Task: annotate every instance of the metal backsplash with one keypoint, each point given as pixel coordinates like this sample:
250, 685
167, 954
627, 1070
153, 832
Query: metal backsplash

——

## Required task
Reproduce the material above line for line, with no changes.

## Problem solution
Task: annotate every instance of the metal backsplash with one keypoint, each point given as pixel coordinates like this sample:
250, 685
167, 954
627, 1070
153, 832
Query: metal backsplash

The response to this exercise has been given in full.